** BEGIN PROVIDED PASSAGE **
On Monday May 25th, George Floyd was murdered by the state. The next day, the streets of Minneapolis filled with people, rising up against what they knew to be a reprehensible system. The talking heads on cable news and Twitter wasted no time making comparisons to the Ferguson uprisings years earlier, and even the Rodney King riots. In the immediacy of the moment, it seemed like the reaction to this crime would stay localized. Then, the 3rd precinct was razed to the ground, and it was as though the whole world changed. Although the rebels in the streets faced a nigh endless assault of tear gas, beatings, and arrests, their will remained strong. Protests spread from city to city, but I wrote off my own town as one that would not stand up to fight. After all, for years this city seemed to be falsely insulated from overt conflict. I was wrong. On Saturday, May 30th, Lincoln, Nebraska, woke up to the news that the rebellion had travelled across the plains and somehow ended up on 27th and O Street. A small skirmish between demonstrators and police erupted late the previous night, and it was like waking to a cold shock. It was the beginning of a story that is hopefully still being written.

The uprisings, which began as a response to George Floyd’s murder by Minneapolis Police this summer, has been the subject of countless analyses, op-eds, and personal narrative pieces that seek to situate the events within the history of proletarian struggle. My aim here is to reflect on the significance of the uprising specifically in the city that I live and in the people I share a community with: the working people of Lincoln, Nebraska. This piece is meant to examine the surprising turn of events in Lincoln from my vantage point as a blue collar worker turned frontliner, the unsurprising pattern into which the movement settled, and where I see multi-racial coalitions of the working-class seizing their place in movements in Lincoln in the future. image

“We’re marching until they hear us. And they haven’t heard shit.”
** END PROVIDED PASSAGE **
# JOB 1
Transcribe the listing word for word, from the line containing "Practice. Locate the dog's" through the end of the listing, inclusive.
** BEGIN DATA TO USE **
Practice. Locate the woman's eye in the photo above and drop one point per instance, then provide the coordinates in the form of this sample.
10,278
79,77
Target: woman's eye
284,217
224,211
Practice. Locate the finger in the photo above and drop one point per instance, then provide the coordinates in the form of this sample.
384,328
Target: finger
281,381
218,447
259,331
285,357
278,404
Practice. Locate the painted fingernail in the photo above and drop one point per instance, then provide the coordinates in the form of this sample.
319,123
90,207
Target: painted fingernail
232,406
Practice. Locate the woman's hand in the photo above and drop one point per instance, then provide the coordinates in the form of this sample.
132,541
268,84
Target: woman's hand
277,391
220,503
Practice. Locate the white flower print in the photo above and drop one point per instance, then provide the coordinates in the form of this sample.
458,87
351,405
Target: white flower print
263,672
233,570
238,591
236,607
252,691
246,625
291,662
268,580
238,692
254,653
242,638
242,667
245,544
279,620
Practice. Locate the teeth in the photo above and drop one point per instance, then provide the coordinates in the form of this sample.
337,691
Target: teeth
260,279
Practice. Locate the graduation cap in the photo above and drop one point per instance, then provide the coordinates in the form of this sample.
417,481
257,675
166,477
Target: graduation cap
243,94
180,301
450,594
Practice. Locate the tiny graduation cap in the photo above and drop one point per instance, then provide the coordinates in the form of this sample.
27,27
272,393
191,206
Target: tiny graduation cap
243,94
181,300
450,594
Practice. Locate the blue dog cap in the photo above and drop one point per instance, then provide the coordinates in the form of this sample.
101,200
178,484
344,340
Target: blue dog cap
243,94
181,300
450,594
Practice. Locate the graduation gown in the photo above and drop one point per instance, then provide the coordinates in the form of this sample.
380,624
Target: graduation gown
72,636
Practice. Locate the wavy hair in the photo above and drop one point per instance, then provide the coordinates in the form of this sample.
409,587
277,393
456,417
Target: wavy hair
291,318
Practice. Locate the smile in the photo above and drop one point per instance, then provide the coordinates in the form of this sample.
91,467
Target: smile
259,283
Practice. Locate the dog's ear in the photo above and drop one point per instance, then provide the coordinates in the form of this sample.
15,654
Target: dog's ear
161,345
** END DATA TO USE **
# JOB 2
Write the next part of the essay about the uprising in Lincoln, Nebraska, picking up from where it stops.

# EXERCISE RESULT 1
Practice. Locate the dog's ear in the photo above and drop one point per instance, then provide the coordinates in the form of this sample.
15,654
Target: dog's ear
161,345

# EXERCISE RESULT 2
That Saturday, it seemed as if the day-to-day worries of those in Lincoln faded into the background. Everyone had been watching the protests unfold in other places, and now that they were here, no one knew what would happen next. Like many others, I drove downtown in the late afternoon to see if anything was happening. Without a call to action on Facebook, a flyer, or even texts from friends, the people found each other on the streets of downtown Lincoln. All one had to do was follow the mass of kids on skateboards, couples holding hands, and angry individuals with signs.

By the time I arrived, the crowd had started marching. There was no route. There was no one with a megaphone leading the charge. The crowd simply marched to where they would be seen, to where the status quo had been upended the night before. The people at the back of the march may have assumed that some of us at the front had a plan, but there was no plan. We were there to make undeniable the existence of an oppressive, racist system to disturb the comfort of the Midwesterners hiding behind white picket fences and Nebraskan niceties. Walking up O Street, passing by the EZ Go (with its smashed-out windows) the police helicopters and news cameras followed us as we continued past the intersection on 27th Street.

After what seemed an eternity of walking against weekend traffic, with the noise of chants, the honking of horns, and terrified white stares glaring through the windshields of their Dodge Caravans, I turned to the young man next to me and asked “Where the hell are we marching to?”

He made no pause in response: “We’re marching until they hear us. And they haven’t heard shit.”

The power that I felt in the crowd on that day is unmatched by any moment I can recollect in my recent life.

As we began our return march to the capitol, our reinforcements arrived. They seemed to come from all over, coming out of the night like the stars appearing in the sky.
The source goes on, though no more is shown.